Programming Project 05

Assignment Overview

This assignment is worth 40 points (4.0% of the course grade) and must be completed and turned

in before 11:59pm on Monday, Feb 25th. That's two weeks because of the midterm on Thur, Feb

14th.

Background

Steganography

Steganography (https://en.wikipedia.org/wiki/Steganography) is the process of hiding a "secret

message" in another text file, image or even sound file. It differs from cryptography in that the

overall file/video/audio looks reasonably normal and still conveys information, making it hard to

tell that there is a secret hidden inside. We are going to write a steganographic encoder/decoder

for text.

A Simple Steganography

We are going to take a plaintext message, one that anyone can read, and embed in that message a

secret message which someone, who knows the code, can decipher.

The process is this. We are going to take the plaintext message, reduce the plaintext message to

all lower case, then encode the secret message in the plaintext based on combinations of

UPPER or lower case. Thus it is the sequence of upper and lower case letters in the plaintext

message that encode our secret message.

DIRECTION:
Decide whether each statement agrees with the programming project text, answering yes or no and quoting the words from the text that settle it. (a) The assignment counts for 4.0% of the course grade. (b) The plaintext message is first reduced to all upper case. (c) The secret message is carried by the order of the words in the plaintext.

EXTRACTED ENTRIES:
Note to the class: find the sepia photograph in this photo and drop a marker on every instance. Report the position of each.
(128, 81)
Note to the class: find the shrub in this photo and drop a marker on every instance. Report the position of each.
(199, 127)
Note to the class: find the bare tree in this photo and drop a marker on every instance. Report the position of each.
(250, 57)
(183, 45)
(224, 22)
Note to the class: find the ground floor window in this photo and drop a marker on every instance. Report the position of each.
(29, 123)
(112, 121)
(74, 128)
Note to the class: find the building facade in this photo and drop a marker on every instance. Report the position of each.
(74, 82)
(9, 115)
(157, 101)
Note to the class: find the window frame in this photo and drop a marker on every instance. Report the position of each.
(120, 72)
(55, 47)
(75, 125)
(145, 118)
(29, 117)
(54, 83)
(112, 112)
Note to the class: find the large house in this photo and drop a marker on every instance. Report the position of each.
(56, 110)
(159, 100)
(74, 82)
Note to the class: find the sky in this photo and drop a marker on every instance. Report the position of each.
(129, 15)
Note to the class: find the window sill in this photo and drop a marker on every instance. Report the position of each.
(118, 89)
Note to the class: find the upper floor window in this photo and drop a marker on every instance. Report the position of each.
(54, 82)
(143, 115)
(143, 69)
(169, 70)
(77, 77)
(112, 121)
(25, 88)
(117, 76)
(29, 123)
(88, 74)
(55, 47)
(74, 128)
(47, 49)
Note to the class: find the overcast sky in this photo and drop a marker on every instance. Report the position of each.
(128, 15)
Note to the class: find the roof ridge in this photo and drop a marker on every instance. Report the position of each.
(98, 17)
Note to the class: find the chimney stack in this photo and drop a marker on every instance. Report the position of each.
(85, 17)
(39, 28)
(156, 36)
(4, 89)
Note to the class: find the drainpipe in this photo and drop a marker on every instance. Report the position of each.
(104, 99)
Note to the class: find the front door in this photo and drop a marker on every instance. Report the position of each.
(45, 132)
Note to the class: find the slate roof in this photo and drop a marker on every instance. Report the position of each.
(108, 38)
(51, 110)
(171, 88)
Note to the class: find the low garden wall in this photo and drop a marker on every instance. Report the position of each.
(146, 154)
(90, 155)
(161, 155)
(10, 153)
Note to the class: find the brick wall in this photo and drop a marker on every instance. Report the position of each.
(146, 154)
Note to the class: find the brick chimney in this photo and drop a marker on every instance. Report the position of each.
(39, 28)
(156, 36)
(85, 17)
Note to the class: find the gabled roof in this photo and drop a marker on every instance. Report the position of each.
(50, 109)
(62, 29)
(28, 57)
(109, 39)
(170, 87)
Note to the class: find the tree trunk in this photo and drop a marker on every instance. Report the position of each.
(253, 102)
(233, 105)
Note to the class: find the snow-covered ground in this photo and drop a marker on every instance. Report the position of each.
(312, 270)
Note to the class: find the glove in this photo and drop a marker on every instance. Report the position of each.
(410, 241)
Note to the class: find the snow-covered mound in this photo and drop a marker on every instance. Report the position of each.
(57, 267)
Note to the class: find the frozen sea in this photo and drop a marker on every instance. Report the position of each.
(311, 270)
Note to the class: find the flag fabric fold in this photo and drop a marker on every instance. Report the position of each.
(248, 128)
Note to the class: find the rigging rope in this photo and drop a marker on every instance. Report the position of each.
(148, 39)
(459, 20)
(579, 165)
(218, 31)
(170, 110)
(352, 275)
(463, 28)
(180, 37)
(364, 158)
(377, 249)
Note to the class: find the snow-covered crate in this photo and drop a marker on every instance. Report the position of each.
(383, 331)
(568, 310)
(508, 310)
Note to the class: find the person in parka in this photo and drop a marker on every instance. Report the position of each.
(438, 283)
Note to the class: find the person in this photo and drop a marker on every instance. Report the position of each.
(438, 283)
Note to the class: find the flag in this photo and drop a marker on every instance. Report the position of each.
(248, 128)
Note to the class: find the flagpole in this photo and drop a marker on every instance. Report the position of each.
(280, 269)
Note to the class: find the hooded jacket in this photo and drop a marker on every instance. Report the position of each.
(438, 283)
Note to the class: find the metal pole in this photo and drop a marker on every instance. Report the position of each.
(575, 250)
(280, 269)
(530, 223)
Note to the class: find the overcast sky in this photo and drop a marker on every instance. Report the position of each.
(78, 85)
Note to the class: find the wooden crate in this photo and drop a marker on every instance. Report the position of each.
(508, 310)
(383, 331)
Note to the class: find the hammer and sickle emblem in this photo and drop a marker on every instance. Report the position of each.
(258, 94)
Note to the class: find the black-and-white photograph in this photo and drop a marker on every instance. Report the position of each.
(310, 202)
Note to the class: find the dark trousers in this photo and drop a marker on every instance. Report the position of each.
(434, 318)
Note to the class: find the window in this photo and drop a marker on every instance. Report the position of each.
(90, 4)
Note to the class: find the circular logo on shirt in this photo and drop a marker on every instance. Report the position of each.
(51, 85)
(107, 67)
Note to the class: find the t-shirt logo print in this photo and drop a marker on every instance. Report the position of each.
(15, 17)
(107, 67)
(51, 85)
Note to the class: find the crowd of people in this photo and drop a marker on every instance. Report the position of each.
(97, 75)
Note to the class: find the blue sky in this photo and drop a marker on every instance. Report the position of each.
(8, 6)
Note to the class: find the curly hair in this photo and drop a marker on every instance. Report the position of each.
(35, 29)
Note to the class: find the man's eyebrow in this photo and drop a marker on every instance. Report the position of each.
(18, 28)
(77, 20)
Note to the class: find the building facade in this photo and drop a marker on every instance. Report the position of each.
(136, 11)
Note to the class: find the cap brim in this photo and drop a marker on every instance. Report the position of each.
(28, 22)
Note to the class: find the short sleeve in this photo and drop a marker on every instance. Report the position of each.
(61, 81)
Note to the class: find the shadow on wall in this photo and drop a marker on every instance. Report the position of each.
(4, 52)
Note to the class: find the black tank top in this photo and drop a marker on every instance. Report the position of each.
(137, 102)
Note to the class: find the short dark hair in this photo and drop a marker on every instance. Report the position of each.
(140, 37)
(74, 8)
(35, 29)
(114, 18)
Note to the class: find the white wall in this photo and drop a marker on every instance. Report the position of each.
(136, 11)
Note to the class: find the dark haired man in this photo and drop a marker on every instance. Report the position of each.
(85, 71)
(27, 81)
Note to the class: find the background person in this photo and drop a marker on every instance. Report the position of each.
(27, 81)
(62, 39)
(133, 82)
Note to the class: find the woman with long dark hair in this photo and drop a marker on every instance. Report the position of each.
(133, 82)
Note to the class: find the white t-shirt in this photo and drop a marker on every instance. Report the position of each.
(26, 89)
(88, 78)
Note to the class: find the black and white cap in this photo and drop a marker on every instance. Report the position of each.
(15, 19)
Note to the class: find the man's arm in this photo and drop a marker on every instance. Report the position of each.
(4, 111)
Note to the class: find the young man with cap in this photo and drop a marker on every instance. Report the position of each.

SOLUTION:
(a) Yes: "This assignment is worth 40 points (4.0% of the course grade)"
(b) No: "all lower case"
(c) No: "the sequence of upper and lower case letters"